*Entries from an object pointing dataset*:
───
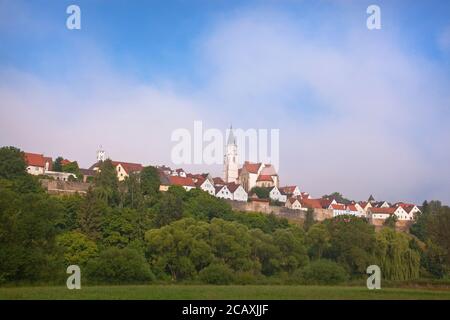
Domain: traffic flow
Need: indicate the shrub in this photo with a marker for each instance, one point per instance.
(322, 272)
(216, 273)
(116, 265)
───
*Task brief*:
Lay out every line of the entries above as a numbered list, skipping blank lines. Leave the pictures out.

*Output of the exercise*:
1. Domain: traffic flow
2. Need: indicate the shrub in this photo with a marker for each instance, one point per instance.
3. (322, 272)
4. (216, 273)
5. (116, 265)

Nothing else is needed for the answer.